**Exercise:** Please copy out the lines below word for word, starting with the very first line and ending with the line containing "x=261, y=78", both included.

**Items:**

━━━━

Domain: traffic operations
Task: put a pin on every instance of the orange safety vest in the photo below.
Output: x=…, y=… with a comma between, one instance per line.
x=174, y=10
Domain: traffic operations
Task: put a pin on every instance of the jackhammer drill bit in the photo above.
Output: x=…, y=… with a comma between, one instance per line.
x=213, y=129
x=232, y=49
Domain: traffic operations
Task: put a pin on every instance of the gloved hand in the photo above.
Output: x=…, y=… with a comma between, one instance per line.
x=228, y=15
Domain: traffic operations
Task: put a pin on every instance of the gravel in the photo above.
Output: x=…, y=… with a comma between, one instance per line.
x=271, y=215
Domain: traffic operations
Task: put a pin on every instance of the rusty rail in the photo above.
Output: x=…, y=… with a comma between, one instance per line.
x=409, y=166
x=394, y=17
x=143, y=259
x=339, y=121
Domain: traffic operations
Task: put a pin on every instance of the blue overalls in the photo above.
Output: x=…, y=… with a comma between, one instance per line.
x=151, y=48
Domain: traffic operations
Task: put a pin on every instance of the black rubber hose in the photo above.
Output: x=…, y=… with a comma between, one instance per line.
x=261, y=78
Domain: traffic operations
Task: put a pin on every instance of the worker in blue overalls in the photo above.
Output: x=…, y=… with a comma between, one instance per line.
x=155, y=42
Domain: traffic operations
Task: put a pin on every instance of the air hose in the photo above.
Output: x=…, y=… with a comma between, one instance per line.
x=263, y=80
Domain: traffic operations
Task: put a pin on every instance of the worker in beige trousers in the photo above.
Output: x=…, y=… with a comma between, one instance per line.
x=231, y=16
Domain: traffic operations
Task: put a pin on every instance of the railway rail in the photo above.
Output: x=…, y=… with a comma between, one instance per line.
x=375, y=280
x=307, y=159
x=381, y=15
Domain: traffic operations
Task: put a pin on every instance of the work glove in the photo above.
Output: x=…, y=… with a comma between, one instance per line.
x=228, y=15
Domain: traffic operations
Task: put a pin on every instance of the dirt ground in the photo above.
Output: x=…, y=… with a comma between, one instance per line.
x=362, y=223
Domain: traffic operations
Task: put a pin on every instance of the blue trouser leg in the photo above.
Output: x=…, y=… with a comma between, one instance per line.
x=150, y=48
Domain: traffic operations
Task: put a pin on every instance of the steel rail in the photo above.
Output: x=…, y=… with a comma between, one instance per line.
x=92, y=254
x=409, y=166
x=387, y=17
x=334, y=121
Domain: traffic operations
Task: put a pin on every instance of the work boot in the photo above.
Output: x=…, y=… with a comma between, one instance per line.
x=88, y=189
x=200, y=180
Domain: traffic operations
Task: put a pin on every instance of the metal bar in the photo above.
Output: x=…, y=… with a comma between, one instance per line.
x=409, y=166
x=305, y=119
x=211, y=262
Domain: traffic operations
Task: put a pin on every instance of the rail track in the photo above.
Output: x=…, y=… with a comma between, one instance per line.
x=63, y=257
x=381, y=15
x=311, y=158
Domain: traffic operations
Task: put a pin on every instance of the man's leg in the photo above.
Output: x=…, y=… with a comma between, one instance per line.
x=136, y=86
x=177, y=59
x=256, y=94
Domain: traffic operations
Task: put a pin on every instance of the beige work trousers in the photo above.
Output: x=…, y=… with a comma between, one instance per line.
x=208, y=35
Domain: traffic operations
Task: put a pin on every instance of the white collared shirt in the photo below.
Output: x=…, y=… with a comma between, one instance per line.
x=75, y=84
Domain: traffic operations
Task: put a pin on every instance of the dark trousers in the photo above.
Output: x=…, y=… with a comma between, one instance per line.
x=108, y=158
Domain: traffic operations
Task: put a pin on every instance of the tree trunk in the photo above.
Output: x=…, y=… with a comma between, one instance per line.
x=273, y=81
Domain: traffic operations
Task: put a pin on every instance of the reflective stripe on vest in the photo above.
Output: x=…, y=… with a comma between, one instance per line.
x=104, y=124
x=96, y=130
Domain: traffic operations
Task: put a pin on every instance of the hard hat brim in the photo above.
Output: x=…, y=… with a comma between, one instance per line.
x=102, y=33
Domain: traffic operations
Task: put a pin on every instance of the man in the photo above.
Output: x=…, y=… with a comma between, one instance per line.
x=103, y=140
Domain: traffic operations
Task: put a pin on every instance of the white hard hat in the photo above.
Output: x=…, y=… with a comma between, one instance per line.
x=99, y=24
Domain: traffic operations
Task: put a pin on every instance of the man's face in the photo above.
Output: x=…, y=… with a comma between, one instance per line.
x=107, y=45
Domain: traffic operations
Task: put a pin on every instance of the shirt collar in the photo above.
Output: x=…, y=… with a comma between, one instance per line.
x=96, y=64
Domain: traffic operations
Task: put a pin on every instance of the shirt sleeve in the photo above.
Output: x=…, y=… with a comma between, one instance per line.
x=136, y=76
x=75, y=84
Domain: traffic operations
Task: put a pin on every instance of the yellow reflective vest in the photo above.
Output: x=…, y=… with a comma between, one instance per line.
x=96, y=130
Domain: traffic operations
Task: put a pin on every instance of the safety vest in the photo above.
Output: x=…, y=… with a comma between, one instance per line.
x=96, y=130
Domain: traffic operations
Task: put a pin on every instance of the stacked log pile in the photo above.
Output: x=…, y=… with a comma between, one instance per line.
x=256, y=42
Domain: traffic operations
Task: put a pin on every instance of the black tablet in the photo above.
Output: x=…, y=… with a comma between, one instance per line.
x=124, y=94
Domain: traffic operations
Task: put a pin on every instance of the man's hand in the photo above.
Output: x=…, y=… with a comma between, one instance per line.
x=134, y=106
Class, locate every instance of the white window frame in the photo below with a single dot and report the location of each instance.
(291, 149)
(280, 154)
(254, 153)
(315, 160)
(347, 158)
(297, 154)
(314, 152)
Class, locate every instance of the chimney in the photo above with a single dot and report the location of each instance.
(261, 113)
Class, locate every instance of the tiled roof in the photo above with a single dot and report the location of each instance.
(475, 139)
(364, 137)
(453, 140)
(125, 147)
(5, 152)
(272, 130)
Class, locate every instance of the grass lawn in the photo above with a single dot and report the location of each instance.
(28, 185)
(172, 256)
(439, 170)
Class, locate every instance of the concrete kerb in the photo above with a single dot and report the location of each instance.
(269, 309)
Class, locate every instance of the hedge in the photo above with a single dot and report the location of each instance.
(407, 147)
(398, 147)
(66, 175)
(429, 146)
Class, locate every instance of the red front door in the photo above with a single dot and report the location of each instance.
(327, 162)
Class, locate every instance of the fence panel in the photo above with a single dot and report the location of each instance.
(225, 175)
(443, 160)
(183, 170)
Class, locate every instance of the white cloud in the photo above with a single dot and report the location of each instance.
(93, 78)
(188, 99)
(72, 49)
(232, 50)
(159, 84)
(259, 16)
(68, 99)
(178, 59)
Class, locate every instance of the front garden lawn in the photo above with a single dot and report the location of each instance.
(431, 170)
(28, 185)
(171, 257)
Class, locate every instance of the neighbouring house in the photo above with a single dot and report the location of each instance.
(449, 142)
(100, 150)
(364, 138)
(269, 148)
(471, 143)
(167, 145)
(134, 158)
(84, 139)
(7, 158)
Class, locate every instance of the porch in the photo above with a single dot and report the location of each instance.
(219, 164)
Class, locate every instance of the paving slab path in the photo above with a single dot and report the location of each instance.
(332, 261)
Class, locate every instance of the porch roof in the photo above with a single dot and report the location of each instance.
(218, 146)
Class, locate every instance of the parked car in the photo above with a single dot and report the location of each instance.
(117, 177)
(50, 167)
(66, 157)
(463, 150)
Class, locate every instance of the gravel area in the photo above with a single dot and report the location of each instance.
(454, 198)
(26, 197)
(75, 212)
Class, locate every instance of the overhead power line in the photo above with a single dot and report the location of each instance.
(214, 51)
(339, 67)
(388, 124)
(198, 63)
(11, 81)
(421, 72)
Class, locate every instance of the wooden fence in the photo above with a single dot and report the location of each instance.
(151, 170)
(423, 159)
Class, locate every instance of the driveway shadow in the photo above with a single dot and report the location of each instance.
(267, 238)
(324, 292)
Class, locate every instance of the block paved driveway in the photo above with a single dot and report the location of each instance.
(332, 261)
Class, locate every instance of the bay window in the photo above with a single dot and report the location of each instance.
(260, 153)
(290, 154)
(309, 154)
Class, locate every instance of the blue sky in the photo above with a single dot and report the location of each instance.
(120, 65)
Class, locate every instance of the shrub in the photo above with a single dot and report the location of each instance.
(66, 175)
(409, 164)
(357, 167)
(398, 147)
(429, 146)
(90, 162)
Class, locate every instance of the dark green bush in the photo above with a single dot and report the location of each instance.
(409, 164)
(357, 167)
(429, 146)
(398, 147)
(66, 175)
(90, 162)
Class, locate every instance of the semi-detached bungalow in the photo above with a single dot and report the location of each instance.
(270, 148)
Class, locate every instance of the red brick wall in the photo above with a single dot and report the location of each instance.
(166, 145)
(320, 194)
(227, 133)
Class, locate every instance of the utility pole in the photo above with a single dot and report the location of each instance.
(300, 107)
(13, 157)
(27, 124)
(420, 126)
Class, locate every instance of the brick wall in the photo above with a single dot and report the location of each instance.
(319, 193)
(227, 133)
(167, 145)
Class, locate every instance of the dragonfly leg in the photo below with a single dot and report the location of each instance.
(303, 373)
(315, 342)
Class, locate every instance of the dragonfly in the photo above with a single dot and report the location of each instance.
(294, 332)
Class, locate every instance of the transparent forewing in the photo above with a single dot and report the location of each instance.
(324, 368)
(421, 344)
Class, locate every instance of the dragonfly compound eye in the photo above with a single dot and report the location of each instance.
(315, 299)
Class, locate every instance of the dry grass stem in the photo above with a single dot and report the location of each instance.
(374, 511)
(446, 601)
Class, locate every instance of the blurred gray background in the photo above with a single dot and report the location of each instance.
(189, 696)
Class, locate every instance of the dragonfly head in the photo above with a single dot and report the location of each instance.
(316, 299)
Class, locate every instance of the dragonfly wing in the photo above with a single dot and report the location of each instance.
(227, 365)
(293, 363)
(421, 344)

━━━━

**The completed task:**
Domain: traffic operations
Task: put a pin on every instance of the orange safety vest in the photo below.
Output: x=…, y=… with a comma between, one instance per line.
x=174, y=10
Domain: traffic operations
Task: put a pin on every instance of the jackhammer drill bit in the photo above.
Output: x=…, y=… with a comma between, one instance per line.
x=213, y=129
x=232, y=49
Domain: traffic operations
Task: put a pin on every instance of the gloved hand in the photo above.
Output: x=…, y=… with a comma between, one instance per line.
x=228, y=15
Domain: traffic operations
Task: put a pin on every instance of the gravel in the photo above.
Output: x=…, y=… with a comma between, one instance per line.
x=271, y=215
Domain: traffic operations
Task: put a pin on every instance of the rusty rail in the photo above.
Output: x=…, y=… with a comma between, one instance per line.
x=409, y=166
x=394, y=17
x=143, y=259
x=339, y=121
Domain: traffic operations
Task: put a pin on every instance of the blue overalls in the photo above.
Output: x=…, y=… with a comma between, one instance per line.
x=151, y=48
Domain: traffic operations
Task: put a pin on every instance of the black rubber hose in the photo above.
Output: x=…, y=… with a comma between, one instance per line.
x=261, y=78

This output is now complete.